TEXT:
BEGIN

Ethereum Client Diversity Part 2: Execution-layer Diversity

May 29, 2024

A wild execution client bug appears

‍

Let’s consider the presence of a bug in a specific execution client we refer to as “faulty client”. Faulty client is used by an operator to propose an invalid block, for example by wrongly computing the block when it contains both a create2 and a selfdestruct instruction like in the Besu bug from January 2024. Because it computes differently a block than other execution clients, the resulting block hash is different:

validators that do not have the faulty client are not able to validate it against their block hash, and as a result consider the block missed (A-side),
validators that have the faulty client are able to match the block and cast a vote for it (B-side).

graph LR
	subgraph slot_64
   	block_A["Block A"]
	end

	subgraph B_Side["Side B (bug)"]
		subgraph slot_96'["slot_96"]
	   	block_B'["Block B'"]
		end
		subgraph slot_128'["slot_128"]
	   	block_C'["Block C'"]
		end
	end

  subgraph A_Side["Side A (no bug)"]
		subgraph slot_96
	   	block_B["Block B"]
		end
		subgraph slot_128
	   	block_C["Block C"]
		end
	end



  slot_64 -.- slot_96
  slot_64 -.- slot_96'
  slot_96 -.- slot_128
  slot_96' -.- slot_128'
  

  %% linkStyle 4,5 stroke-width:2px,fill:none,stroke:green;

Note: this is a representation of checkpoints slots/blocks (which are on boundaries of epochs), the actual missed blocks leading to the fork can be between slot 65 and slot 96.

END

RECORDED INFORMATION:
BEGIN

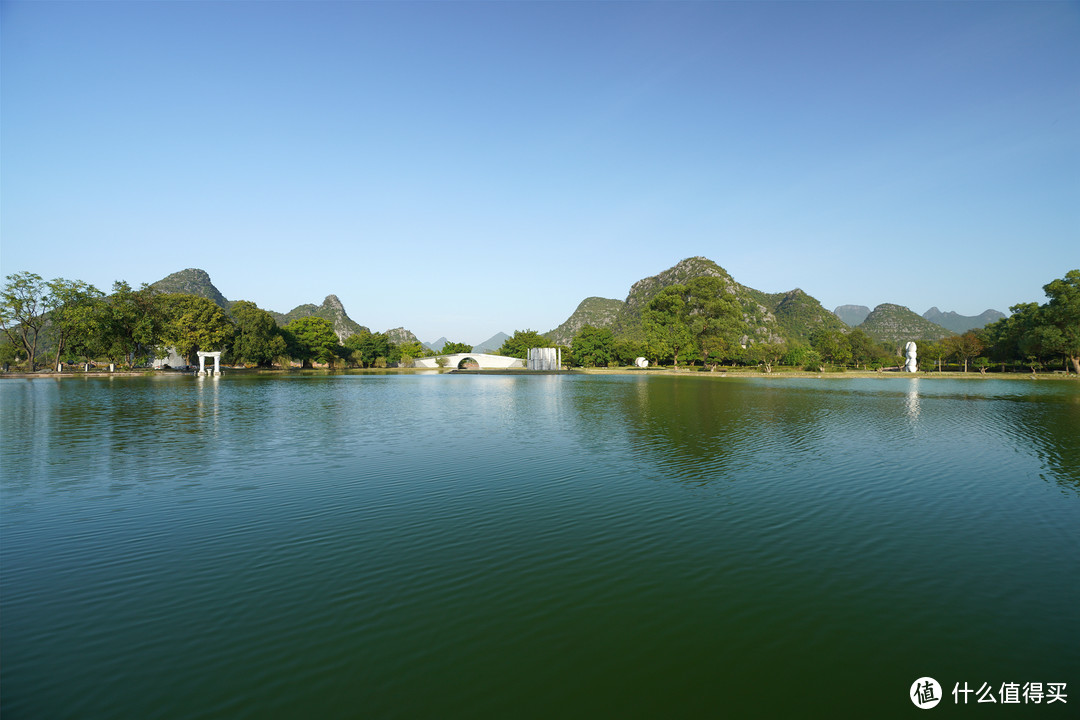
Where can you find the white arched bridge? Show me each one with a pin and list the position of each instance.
(471, 361)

END

PROBLEM STATEMENT:
Write the next part of the article on Ethereum execution-layer client diversity, picking up after its last sentence. This work doesn't need the material.

EXERCISE RESPONSE:
‍

This situation leads to a fork, without any intervention, the two sides continue to provide a coherent view of what the network should be if they were right. The A-side sees missed blocks for all faulty validators as those propose blocks based on the parent block B’ they cannot interpret (because it is using a block hash that is not part of their canonical view). Conversely in the B-side, blocks from non-faulty validators from side A are missed while the faulty ones are present.

‍

Case 1: the faulty client is a super-minority client

‍

If the bug is on a super-minority execution client, this means there is super-majority on the correct side as more than 2/3 of the validators are able to vote on the A-side. As a result, the network continues to finalize on the correct branch: blocks and rewards are missed from the validator running the faulty execution client.

‍

Resolution and impact

‍

The operators of the faulty execution client have multiple choices in this case. None of their validators have committed to justification/finalization on either of the two branches. Not on the faulty branch as it is has <1/3rd of attestations from the network, and not on the non-faulty branch as it is incompatible with the faulty block. Their options are then:

upgrade the execution client to the fixed version once the execution client team has investigated it and came up with a solution
switch to another execution client type if they have one already synced on the side

This would lead to the following situation: a validator who voted on the faulty target (T=96, root=B’), is then able to rejoin the correct branch that was able to finalize as it gathered more than 2/3 of votes:

graph LR
	subgraph slot_64
   	block_A["Block A"]
	end

	subgraph B_Side["Side B (bug)"]
		subgraph slot_96'["slot_96"]
	   	block_B'["Block B'"]
		end
	end

  subgraph A_Side["Side A (no bug)"]
		subgraph slot_96
	   	block_B["Block B"]
		end
		subgraph slot_128
	   	block_C["Block C"]
		end
	end



  slot_64 --- l1[> 2/3] --- slot_96
  slot_64 -.- l2[< 1/3] -.-> slot_96'
  slot_96 --> slot_128

  linkStyle 2,3 stroke-width:2px,fill:none,stroke:red;
  linkStyle 4 stroke-width:2px,fill:none,stroke:green;

‍

The overall impact here is minimal for the validators running with the faulty execution client and similar to a small downtime, as the network does not enter inactivity leak:

Assuming a 12 hours downtime with 1 million validators on the network, the expected outage cost per validator is around 0.002 ETH (i.e $6 with ETH price at $3000).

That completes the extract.